Source text

[Begin]

At the same time, the Commission itself is also navigating new territory and will need to learn how to enforce the FSR through case practice and case law. The Commission’s FSR task force has shown (as promised) that it is willing to listen to companies, without, however, adopting a more lenient approach 'too early in the game.' Furthermore, the Commission provides piecemeal clarifications based on practice so far. Most recently, on 26 July, the Commission published a working document providing further clarifications “of a preliminary nature” on the substantive application of various articles of the FSR.

II. The first year of FSR enforcement shows a determined Commission

One year after the entry into force of the FSR, the Commission has initiated four in-depth investigations following a mandatory notification (one in the context of an M&A deal and three in the context of a public tender) and two ex officio investigations. As expected, these investigations show that the Commission has directed its new regulatory instrument toward Chinese companies. More interestingly, these investigations provide some insight (albeit limited) into the interpretation of two important substantive concepts, namely the concept of 'foreign subsidy' and the concept of 'distortion in the internal market,' as laid down in Articles 3 and 4 of the FSR, respectively. A more concrete overview can be found in the schedule below.

(a) Three bids withdrawn following in-depth investigations into public tenders

On 16 February 2024, the Commission opened its first in-depth investigation following the notification by the indirectly state-owned Chinese rolling stock manufacturer CRRC after its bid for a public tender concerning the provision of 20 push-pull trains and related services. CRRC's bid was half the estimated value of the contract and half the value of a rival offer. This below-market pricing, together with the total amount of foreign subsidies (five times larger than the value of the bid), provided sufficient indications for further investigation.

On 3 April 2024, the Commission opened two further in-depth investigations following notifications by two Chinese bidders (Shanghai Electric and Longi) in a public tender for the design, construction, and operation of a solar panel park in Romania. For both companies, the Commission found indications of "significant potential economic advantages" resulting from foreign subsidies (amounting to at least several billion euros in the case of Shanghai Electric). In addition, the Commission considered the lack of information on the financial proposal itself and on the nature, conditions, purpose, or use of the foreign subsidies relevant as indications.

[End]

Challenge 1
Please render the listing as a numbered list, leaving out blank lines, from the line with "Annotation task: put one keypoint on every instance of the coat" up to and including the line with "(1045, 487)".
The listing that follows is unrelated to the text above.

Entries
[Begin]

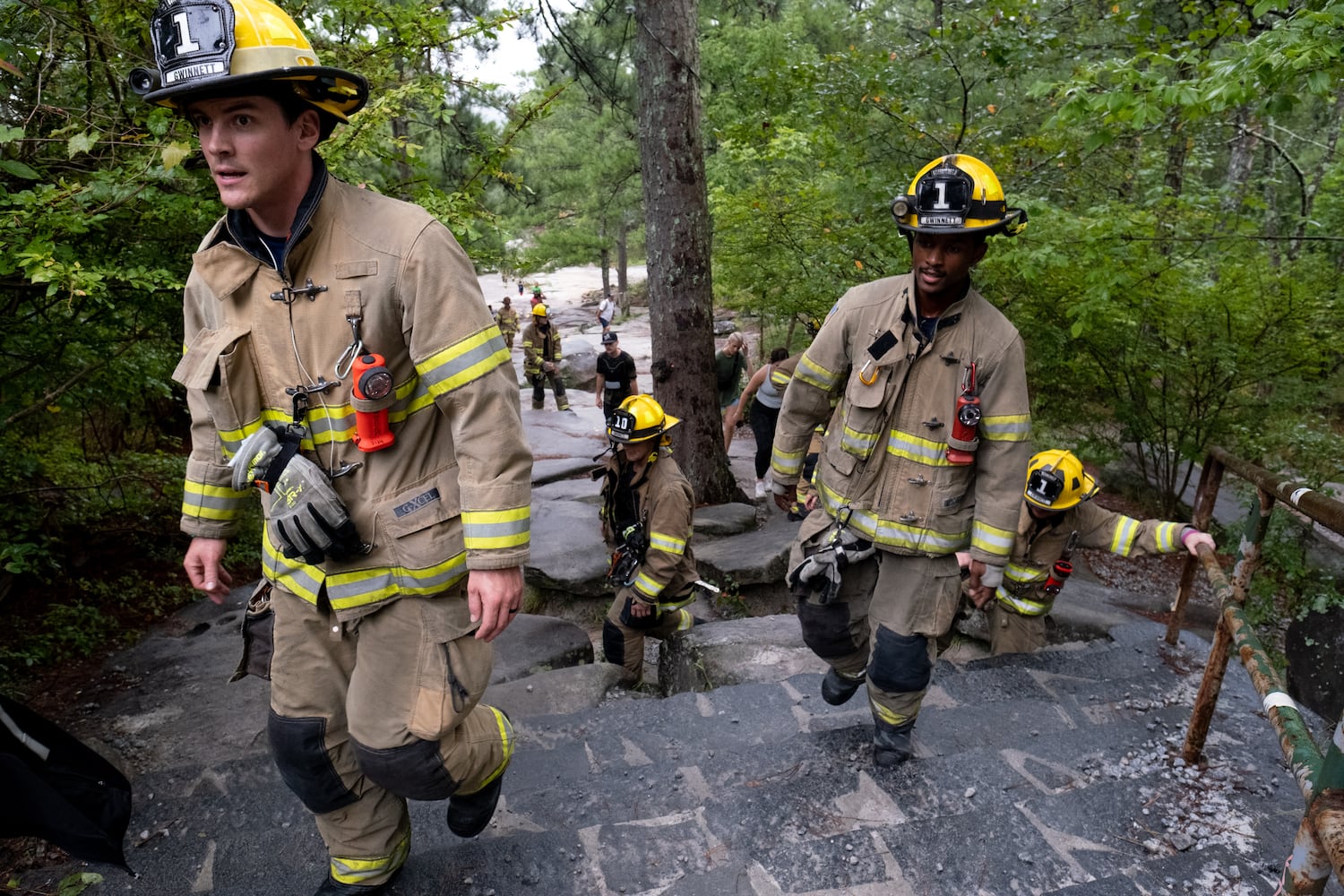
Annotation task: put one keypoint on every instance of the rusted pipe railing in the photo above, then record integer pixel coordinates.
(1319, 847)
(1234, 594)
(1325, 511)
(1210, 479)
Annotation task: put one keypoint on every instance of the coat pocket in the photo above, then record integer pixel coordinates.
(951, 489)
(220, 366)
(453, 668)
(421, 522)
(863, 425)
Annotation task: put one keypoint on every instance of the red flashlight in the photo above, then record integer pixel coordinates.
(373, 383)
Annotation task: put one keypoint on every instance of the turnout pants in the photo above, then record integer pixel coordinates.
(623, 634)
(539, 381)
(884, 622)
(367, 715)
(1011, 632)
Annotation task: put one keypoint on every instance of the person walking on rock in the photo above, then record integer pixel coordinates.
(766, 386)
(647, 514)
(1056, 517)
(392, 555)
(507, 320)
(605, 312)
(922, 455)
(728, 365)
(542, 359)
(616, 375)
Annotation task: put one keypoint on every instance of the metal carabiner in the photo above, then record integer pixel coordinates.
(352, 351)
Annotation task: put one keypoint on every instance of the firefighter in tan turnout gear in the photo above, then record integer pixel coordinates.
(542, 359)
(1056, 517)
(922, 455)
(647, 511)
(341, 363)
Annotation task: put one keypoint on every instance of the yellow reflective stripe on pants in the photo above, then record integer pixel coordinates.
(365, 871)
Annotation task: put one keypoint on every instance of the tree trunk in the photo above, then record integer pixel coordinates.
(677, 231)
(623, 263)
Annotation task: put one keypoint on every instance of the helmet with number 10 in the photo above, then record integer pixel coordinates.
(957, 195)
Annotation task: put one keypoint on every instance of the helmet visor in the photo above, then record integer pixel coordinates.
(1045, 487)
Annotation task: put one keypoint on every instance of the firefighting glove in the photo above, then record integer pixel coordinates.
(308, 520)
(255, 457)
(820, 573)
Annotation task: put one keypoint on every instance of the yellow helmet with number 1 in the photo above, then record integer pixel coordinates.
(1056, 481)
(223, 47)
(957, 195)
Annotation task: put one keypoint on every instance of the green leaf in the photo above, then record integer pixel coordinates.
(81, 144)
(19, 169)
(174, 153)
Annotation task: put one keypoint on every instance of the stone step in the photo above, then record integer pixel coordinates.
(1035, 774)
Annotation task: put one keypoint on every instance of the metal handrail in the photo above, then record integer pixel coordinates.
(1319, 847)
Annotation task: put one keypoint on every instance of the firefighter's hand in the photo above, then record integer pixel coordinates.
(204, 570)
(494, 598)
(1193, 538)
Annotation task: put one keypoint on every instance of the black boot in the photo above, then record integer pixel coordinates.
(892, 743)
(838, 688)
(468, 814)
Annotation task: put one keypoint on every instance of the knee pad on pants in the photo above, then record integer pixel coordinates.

[End]
[Begin]

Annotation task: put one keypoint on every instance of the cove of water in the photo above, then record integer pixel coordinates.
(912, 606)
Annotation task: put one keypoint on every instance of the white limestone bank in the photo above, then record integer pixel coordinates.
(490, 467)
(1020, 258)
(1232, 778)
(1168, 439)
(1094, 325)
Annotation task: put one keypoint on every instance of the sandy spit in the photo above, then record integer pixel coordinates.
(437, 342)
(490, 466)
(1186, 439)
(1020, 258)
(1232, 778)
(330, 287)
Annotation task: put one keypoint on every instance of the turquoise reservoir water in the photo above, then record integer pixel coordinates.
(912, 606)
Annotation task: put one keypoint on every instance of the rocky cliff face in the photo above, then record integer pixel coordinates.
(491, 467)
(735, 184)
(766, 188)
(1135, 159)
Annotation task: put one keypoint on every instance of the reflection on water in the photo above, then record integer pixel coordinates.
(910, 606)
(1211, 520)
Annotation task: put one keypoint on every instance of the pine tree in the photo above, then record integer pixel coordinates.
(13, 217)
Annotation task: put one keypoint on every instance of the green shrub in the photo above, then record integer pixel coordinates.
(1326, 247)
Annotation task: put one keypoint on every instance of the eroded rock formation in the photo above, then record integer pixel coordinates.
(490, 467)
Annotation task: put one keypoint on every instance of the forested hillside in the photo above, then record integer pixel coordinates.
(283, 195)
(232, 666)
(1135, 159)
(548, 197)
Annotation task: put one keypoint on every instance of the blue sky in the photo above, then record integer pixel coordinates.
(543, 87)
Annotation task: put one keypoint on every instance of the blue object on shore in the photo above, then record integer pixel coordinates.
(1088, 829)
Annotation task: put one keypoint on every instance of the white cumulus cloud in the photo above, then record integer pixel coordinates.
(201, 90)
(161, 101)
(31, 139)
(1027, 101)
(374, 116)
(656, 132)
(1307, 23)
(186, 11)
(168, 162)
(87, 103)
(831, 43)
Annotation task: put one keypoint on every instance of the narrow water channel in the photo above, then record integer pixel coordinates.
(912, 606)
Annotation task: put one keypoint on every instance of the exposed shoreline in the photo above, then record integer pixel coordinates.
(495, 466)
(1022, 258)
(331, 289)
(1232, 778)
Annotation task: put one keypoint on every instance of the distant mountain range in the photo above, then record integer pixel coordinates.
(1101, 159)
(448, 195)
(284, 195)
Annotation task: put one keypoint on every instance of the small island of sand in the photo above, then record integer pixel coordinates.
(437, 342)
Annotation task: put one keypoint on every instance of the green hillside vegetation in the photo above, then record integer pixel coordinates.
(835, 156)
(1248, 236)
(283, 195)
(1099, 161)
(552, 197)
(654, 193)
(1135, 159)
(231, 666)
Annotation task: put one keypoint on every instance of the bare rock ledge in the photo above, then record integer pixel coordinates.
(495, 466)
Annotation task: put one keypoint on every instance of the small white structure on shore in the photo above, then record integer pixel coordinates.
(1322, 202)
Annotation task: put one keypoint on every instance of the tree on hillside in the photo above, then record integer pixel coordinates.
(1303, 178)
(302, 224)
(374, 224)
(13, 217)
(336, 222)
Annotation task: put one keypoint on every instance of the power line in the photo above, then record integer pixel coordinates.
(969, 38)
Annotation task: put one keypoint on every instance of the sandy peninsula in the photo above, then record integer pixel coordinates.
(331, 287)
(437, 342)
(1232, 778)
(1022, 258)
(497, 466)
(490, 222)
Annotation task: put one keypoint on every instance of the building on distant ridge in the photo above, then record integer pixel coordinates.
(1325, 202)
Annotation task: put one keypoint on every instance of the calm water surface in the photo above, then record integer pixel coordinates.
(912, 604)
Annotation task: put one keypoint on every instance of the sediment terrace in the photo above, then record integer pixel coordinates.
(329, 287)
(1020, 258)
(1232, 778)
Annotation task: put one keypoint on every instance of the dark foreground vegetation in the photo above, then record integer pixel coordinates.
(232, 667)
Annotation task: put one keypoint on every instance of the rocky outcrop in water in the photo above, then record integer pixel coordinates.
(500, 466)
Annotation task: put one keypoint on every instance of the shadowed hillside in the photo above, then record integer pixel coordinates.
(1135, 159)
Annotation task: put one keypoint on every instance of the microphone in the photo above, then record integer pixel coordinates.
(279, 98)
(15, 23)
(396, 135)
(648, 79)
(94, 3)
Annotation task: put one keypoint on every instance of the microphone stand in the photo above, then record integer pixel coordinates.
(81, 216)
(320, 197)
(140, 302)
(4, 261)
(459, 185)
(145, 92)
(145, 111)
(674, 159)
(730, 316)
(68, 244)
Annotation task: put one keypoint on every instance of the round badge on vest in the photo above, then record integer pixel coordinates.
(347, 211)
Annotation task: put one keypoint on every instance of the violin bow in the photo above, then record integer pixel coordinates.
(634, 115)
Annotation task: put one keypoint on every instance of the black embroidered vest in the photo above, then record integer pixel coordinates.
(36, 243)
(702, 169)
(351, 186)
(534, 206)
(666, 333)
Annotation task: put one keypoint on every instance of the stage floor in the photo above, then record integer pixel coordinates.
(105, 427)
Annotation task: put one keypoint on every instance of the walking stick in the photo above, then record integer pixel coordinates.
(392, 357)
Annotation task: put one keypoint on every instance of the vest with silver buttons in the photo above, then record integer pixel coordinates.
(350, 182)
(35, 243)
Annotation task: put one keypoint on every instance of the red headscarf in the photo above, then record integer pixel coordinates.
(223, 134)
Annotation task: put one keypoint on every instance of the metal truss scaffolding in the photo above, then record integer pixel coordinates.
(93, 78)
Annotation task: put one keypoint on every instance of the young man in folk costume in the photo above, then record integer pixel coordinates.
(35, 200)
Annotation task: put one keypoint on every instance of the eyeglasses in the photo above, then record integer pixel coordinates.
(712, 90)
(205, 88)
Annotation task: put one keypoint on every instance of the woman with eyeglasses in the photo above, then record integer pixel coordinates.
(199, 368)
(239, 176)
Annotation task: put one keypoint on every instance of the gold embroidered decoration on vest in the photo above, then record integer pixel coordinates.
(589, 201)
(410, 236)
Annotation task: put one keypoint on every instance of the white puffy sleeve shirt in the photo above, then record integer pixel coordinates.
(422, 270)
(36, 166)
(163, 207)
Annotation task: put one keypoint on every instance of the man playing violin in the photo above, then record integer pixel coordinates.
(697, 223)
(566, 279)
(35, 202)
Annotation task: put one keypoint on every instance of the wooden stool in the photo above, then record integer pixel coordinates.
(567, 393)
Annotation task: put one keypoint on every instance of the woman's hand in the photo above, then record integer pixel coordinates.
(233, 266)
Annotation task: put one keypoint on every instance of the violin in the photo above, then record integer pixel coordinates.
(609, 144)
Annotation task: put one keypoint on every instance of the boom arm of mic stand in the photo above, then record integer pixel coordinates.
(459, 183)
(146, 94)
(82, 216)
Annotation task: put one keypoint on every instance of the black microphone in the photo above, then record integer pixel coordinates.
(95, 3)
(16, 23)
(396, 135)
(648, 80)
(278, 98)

[End]
[Begin]

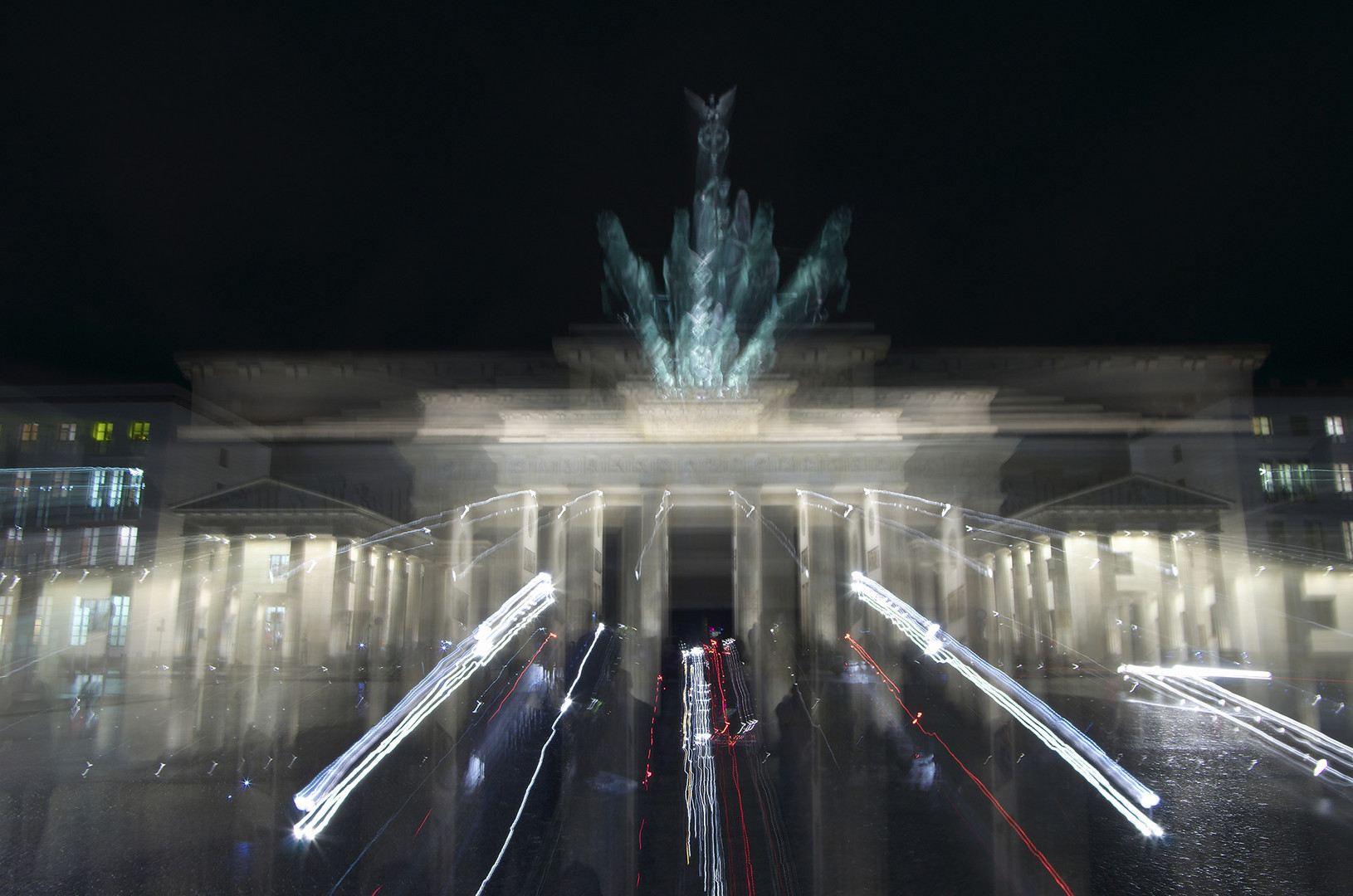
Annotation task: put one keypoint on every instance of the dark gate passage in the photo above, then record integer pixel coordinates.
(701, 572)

[End]

Challenge 2
According to the text on FSR enforcement, on what date did the Commission open its first in-depth investigation?

Exercise output 1
1. Annotation task: put one keypoint on every instance of the coat pocket in the photo above, then record integer pixel coordinates.
2. (951, 489)
3. (220, 366)
4. (453, 668)
5. (421, 522)
6. (863, 425)
7. Annotation task: put one keypoint on every instance of the red flashlight in the photo above, then record integer pixel coordinates.
8. (373, 383)
9. Annotation task: put one keypoint on every instance of the turnout pants in the photo above, then record integer pixel coordinates.
10. (623, 634)
11. (539, 381)
12. (884, 622)
13. (367, 715)
14. (1011, 632)
15. Annotation task: put one keypoint on every instance of the person walking on rock in the photo above, then record integer pixel coordinates.
16. (766, 386)
17. (647, 514)
18. (1056, 517)
19. (392, 555)
20. (507, 320)
21. (605, 312)
22. (922, 455)
23. (728, 365)
24. (542, 359)
25. (616, 375)
26. Annotation task: put one keypoint on every instance of the metal carabiner in the photo above, then record integer pixel coordinates.
27. (352, 351)
28. Annotation task: put one keypoint on every instance of the firefighter in tan turnout gear in the photo above, then record integer pixel coordinates.
29. (542, 359)
30. (1056, 517)
31. (922, 455)
32. (647, 511)
33. (341, 363)
34. Annotation task: put one keypoint on every instance of the yellow reflective stripe on pants in the photo above, then record integer pixel coordinates.
35. (365, 871)
36. Annotation task: put one keypoint on every instance of the tree trunk in the photo above, then record integer pixel coordinates.
37. (677, 231)
38. (623, 263)
39. Annotation task: put one keypoint on every instance of the helmet with number 10 in the photo above, then record integer pixel coordinates.
40. (957, 195)
41. Annotation task: put one keypoint on every instance of the helmet visor in the photo above, then record integer pixel coordinates.
42. (1045, 487)

Exercise output 2
16 February 2024